§ **Requirement**
Look for "Target: stone bridge" in the entries below. Then write out exactly the line that holds it and every line after it, to the last, and nothing else.

§ **Input for this task**
☆ ☆ ☆ ☆

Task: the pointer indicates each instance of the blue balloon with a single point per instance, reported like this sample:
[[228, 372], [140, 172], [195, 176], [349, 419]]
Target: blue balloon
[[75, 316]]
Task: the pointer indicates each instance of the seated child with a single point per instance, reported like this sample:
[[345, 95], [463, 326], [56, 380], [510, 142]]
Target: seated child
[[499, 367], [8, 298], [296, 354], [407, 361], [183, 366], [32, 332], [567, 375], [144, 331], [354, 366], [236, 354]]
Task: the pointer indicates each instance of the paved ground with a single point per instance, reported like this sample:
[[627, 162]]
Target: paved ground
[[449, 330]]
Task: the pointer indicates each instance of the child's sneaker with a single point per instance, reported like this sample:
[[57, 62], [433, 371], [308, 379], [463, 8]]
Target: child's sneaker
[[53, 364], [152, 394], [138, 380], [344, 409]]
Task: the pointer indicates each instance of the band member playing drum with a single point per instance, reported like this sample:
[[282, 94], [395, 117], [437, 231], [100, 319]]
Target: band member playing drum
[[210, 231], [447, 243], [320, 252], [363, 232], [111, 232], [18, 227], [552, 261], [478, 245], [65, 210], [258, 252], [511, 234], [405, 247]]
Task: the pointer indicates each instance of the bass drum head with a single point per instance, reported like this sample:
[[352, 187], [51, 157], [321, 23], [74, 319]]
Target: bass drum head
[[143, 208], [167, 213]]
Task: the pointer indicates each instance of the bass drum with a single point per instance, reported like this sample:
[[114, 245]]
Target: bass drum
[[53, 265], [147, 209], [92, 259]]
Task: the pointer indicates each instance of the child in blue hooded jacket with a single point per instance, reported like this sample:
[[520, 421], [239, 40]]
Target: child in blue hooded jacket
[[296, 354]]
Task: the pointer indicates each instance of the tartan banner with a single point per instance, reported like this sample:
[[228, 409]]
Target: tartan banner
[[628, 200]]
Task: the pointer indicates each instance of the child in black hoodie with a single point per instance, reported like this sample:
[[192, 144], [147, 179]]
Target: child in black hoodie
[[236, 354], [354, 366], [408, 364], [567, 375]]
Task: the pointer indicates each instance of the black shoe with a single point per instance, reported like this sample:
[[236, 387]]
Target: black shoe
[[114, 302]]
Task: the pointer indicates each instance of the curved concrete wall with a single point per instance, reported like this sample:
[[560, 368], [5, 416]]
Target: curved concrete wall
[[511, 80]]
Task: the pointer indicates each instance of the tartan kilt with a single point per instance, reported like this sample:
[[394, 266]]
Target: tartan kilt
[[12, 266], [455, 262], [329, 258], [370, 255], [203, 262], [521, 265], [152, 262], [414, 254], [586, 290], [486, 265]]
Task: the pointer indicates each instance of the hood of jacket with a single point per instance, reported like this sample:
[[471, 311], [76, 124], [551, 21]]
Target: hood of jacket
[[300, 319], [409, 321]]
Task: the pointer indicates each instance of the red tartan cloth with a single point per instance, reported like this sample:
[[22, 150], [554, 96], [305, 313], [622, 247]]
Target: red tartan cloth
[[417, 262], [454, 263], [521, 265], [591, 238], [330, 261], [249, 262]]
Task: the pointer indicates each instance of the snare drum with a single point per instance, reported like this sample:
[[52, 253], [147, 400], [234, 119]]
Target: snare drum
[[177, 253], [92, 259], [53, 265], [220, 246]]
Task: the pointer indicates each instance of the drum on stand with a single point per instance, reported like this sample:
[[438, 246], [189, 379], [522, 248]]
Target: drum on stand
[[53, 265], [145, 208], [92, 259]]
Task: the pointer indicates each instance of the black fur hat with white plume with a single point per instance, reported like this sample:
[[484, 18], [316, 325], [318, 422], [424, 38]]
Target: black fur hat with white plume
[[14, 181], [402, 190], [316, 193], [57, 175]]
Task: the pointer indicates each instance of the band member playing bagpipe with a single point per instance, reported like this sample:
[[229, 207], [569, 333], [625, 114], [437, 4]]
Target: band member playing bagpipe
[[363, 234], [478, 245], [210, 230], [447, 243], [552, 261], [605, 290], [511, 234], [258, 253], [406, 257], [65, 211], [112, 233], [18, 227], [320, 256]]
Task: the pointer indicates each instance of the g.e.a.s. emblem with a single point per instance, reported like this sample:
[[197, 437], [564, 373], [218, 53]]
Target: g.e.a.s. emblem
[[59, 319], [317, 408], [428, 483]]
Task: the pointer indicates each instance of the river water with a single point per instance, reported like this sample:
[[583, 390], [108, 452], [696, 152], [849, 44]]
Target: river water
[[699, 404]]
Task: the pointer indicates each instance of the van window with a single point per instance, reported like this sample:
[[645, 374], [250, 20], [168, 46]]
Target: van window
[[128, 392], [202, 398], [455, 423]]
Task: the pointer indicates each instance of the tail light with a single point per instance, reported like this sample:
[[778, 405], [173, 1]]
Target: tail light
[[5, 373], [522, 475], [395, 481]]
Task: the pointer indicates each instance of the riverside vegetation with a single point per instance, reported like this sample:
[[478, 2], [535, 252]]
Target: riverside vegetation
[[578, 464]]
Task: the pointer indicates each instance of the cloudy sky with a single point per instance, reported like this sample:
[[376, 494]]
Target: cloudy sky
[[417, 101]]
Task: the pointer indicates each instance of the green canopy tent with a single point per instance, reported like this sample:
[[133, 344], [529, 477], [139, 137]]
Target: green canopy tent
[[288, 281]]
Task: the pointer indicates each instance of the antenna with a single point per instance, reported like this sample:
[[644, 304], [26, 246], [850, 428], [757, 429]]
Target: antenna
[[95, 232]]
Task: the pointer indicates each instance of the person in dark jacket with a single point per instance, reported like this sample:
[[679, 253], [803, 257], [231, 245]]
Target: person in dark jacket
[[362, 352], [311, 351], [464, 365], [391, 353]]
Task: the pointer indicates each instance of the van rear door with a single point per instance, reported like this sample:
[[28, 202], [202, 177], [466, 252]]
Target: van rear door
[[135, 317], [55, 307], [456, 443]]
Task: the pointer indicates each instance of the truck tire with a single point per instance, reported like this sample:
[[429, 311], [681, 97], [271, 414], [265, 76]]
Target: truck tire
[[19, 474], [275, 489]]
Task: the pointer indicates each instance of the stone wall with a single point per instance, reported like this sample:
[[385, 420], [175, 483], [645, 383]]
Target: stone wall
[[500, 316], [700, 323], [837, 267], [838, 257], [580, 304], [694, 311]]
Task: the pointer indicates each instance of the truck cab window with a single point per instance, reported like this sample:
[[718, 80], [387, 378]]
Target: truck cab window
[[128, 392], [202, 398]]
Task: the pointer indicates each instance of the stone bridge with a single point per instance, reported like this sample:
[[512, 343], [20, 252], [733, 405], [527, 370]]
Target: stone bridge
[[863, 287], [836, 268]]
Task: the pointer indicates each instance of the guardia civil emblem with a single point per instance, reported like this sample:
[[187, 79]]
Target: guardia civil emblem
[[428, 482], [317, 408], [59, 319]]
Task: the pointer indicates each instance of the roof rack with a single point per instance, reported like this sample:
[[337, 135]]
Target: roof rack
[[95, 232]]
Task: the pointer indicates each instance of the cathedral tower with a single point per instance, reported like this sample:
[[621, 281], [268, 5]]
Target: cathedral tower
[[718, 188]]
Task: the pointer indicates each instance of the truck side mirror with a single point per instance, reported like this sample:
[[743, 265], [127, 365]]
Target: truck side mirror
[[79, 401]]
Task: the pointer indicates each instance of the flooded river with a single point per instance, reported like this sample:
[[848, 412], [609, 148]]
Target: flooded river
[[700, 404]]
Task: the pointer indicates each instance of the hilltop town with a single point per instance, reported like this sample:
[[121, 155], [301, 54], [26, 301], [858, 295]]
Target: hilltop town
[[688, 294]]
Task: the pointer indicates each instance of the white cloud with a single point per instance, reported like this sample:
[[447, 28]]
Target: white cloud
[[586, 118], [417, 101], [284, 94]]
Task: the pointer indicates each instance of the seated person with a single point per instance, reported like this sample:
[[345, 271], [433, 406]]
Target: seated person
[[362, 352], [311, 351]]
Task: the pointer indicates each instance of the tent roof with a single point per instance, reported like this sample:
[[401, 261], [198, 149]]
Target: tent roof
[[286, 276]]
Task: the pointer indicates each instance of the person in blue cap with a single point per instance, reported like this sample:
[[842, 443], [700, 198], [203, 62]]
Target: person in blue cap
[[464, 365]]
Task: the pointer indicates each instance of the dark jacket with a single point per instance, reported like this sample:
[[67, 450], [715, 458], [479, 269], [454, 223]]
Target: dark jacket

☆ ☆ ☆ ☆

§ **Output of the task**
Target: stone bridge
[[863, 287], [836, 268]]
Task: the pointer indicates each instance of the guardia civil emblem with a single point per instance, reported like this sample:
[[187, 79]]
Target: guardia civil emblem
[[428, 482], [317, 408], [59, 319]]
Task: the pointer indicates each instance of the roof rack with a single point per instance, reported like this sample:
[[337, 135]]
Target: roof rack
[[95, 232]]
Task: the pointer indicates each instance of the cathedral tower with a single point per instance, reported like this sample:
[[621, 281], [268, 5]]
Target: cathedral tower
[[718, 188]]
Task: the pointer indicates each instance of the truck side mirror with a single point per instance, reported like this sample:
[[743, 265], [127, 365]]
Target: truck side mirror
[[79, 401]]
Task: the pointer indicates each instance of the flooded river with a single point per instance, reported like this sample:
[[848, 412], [609, 148]]
Target: flooded river
[[700, 404]]
Task: the pointer indicates each instance of the hilltop town with a single point per instance, reported like this sample:
[[121, 155], [301, 54], [26, 301], [858, 295]]
Target: hilltop town
[[688, 294]]
Task: the pointer indicates each instance of the white cloud with a single point per instance, reported like this sample:
[[447, 28]]
Target: white cloud
[[586, 118], [417, 101], [284, 94]]
Task: the pointer indicates each instance of the seated person with a single point per instance, reported like this sample:
[[345, 271], [433, 406]]
Target: seated person
[[362, 352], [311, 351]]
Task: the pointer indicates each instance of the tent roof with a single point per instance, reported like this sample:
[[401, 261], [198, 149]]
Target: tent roof
[[286, 276]]
Task: the pointer indicates each instance of the person in blue cap with a single point per instance, reported like this sample:
[[842, 443], [700, 198], [203, 62]]
Target: person in blue cap
[[464, 365]]
Task: the pointer indicates each instance of the dark jacket with a single point per instance, reported like this sample:
[[67, 450], [715, 458], [479, 269], [454, 223]]
Target: dark jacket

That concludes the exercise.